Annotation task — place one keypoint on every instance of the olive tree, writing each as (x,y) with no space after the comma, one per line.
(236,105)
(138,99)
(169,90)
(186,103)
•••
* [Aim of the exercise]
Format the material as a two-column CSV with the header columns "instruction" and "points", writing one row per record. Put each record's text and its answer in a single quoted field, and replace every line break with a space.

* [Written reply]
instruction,points
"Annotation task — place one keypoint on every instance of the olive tree, writing each as (x,y) with no space after the comma, one per line.","(236,105) (138,99) (169,90) (186,103)"